В сущности, это уже не литература. Такие книги вываливаются из словесности в смежные искусства, связанные с видеообразами. Собственно, они и были созданы под влиянием кинематографа, который по самой своей природе оправдывает все, что движется. Вынужденная приспосабливаться к требованиям кино, литературная ткань становится сугубо функциональной. Все подобные книги пишут простым и удобным языком. Надежный и непретенциозный, как джип, он перевозит читателя от одного действия к другому. Такую книгу можно считать “сюжетоносителем” точно так же, как называют “энергоносителем” бензин и “рекламоносителем” глянцевые журналы.
Сегодня зависимость книги от фильма достигла такого уровня, что первая стала полуфабрикатом второго. В Америке крупнейшие мастера жанра — Джон Гришам, Стивен Кинг, Том Клэнси — пишут романы сразу и для читателя, и для продюсера. Даже герои их рассчитаны на конкретных голливудских звезд. В правильном бестселлере всегда есть роль для Гаррисона Форда или Брюса Виллиса.
Нечто подобное, думается, произойдет и в России, когда отечественный кинематограф выйдет из финансового кризиса. Во всяком случае, книги кумира книжного рынка Виктора Пелевина просто рвутся на экран. Его тексты кажутся записями фильмов. Режиссеру нужно даже не поставить, а восстановить ту воображаемую ленту, что прокручивалась в сознании автора и читателя.
Еще перспективней союз писателя с телевизором. Скажем, по романам безмерно популярного сейчас в России Акунина можно было бы поставить отменные ретро-детективы. Тот же Пелевин мог бы блистать в мистических триллерах, вроде популярного во всем мире американского сериала “Икс-файл”. Петрушевская заменила бы мексиканские сериалы. Сорокин показал бы себя в черном жанре, в иронических ужастиках, образцом которых может служить его собственный сценарий “Москва”. Что-то элегантное, кружевное, ностальгическое можно было сделать по прозе Толстой.
--
> **УСЛОВИЯ ЗАДАНИЙ**
[1] Пожалуйста, назовите всех американских мастеров жанра, которых упоминает фрагмент о книгах и кинематографе.
[2] Почему, согласно фрагменту о книгах и кинематографе, такие книги пишут простым и удобным языком? Ответьте в одном–трёх предложениях.
[3] Продолжите фрагмент о книгах и кинематографе, начав сразу после фразы о прозе Толстой.
Приведённые ниже записи для работы не понадобятся.

[Фрагменты данных с указанием точек]
--
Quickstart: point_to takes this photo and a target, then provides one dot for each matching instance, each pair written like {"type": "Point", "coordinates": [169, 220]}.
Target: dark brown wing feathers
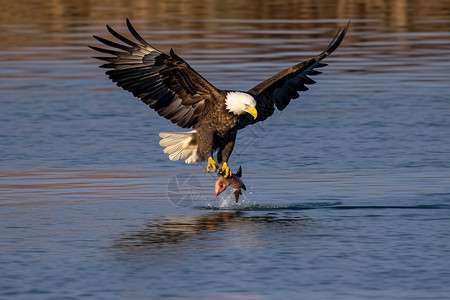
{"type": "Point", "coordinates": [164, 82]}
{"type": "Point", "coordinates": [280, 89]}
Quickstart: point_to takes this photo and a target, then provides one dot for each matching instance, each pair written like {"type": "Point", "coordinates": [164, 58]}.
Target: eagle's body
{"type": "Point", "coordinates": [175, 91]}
--
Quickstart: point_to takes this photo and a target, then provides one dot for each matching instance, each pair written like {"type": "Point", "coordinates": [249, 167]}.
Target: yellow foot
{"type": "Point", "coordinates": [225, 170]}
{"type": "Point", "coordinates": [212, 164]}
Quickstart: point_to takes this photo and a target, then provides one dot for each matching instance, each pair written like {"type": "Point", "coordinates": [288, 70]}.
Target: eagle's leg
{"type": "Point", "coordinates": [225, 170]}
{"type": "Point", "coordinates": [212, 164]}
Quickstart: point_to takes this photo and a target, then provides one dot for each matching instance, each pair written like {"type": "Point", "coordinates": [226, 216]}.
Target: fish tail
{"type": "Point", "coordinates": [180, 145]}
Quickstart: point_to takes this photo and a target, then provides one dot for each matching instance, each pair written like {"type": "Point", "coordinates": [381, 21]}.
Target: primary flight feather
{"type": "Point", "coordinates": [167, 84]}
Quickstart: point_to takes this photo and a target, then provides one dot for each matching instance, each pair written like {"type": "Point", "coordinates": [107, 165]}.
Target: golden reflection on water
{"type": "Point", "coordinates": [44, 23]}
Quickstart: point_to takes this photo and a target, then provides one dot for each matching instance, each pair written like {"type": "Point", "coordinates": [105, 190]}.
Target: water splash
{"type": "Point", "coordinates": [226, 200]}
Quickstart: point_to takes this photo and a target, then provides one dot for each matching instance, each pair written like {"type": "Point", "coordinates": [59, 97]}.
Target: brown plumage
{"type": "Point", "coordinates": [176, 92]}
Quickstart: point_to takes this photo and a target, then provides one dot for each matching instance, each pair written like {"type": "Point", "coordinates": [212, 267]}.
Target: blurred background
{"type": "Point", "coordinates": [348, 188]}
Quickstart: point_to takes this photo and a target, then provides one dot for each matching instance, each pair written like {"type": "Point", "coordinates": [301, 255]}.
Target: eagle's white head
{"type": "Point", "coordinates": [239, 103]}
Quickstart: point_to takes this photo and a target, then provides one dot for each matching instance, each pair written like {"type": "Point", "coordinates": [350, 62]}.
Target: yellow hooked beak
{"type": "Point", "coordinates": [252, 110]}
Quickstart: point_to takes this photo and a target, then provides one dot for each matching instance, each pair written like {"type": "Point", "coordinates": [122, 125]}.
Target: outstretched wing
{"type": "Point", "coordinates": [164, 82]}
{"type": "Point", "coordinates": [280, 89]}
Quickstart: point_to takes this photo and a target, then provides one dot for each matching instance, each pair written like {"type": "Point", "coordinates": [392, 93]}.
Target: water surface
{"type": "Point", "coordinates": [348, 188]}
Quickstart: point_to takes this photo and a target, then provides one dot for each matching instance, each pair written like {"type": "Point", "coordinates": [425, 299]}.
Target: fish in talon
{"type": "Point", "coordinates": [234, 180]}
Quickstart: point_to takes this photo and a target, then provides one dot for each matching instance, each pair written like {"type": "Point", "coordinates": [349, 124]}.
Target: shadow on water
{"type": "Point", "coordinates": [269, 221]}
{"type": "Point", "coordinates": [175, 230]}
--
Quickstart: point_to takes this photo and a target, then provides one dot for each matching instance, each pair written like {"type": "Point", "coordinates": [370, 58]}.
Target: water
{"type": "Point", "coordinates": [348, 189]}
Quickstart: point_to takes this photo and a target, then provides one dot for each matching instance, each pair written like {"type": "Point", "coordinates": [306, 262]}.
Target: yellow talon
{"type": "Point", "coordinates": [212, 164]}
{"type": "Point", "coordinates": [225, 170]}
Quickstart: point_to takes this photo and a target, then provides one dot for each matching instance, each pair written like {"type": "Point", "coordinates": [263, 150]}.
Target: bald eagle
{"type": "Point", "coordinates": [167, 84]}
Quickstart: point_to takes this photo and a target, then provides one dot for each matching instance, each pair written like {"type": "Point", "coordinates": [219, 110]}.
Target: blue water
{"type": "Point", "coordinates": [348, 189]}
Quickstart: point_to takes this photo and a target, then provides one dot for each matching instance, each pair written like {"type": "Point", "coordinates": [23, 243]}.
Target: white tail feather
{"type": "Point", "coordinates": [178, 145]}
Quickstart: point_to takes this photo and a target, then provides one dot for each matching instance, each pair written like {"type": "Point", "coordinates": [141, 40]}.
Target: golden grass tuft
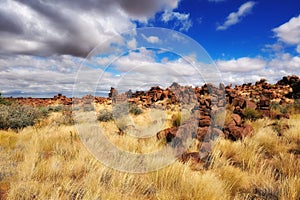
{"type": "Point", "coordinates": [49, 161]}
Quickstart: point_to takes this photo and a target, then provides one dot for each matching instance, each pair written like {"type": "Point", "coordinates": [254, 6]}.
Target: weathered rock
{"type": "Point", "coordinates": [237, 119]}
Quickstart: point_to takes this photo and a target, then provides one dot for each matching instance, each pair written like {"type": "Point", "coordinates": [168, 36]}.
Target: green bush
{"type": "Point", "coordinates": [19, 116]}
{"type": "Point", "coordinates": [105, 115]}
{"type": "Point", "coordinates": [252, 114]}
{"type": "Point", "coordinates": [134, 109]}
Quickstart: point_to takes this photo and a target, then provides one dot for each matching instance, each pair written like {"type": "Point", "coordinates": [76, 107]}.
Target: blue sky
--
> **ОТВЕТЫ К ЗАДАНИЯМ**
[1] Джон Гришам, Стивен Кинг, Том Клэнси.

[2] Такие книги созданы под влиянием кинематографа. Литературной ткани приходится приспосабливаться к требованиям кино, и поэтому она становится сугубо функциональной.

[3]
Во всем этом я не вижу никакого ущерба для литературы. Добравшись до экрана, беллетристика ничего не теряет, но много приобретает. Прежде всего — лаконичность и интенсивность. Причем это относится отнюдь не только к непритязательным боевикам. Все больше писателей, включая и таких маститых, как Доктороу и Апдайк, смиряются с тем, что кинематограф и телесериал лучше справляются с их ремеслом. Как оба они писали недавно в “Нью-Йорк таймс”, функцию романа, “упаковывающего” жизнь в сюжет, сегодня, а на самом деле уже вчера, окончательно взяло на себя кино. (Что и кинематограф не спасает от плагиата: наиболее популярные фильмы, как это показал “Влюбленный Шекспир”, работают на краденом бензине.)
Так или иначе, если сегодня появится автор со свежей идеей, он либо сам отнесет ее в кино, либо она там окажется без его ведома. При этом ей, идее, это скорее всего пойдет только на пользу. В елизаветинские времена из хороших историй делали трагедии, в ХIХ веке — романы, сегодня — фильмы. Характерно, что Спилберг называет себя не режиссером, а именно “рассказчиком историй” (storyteller).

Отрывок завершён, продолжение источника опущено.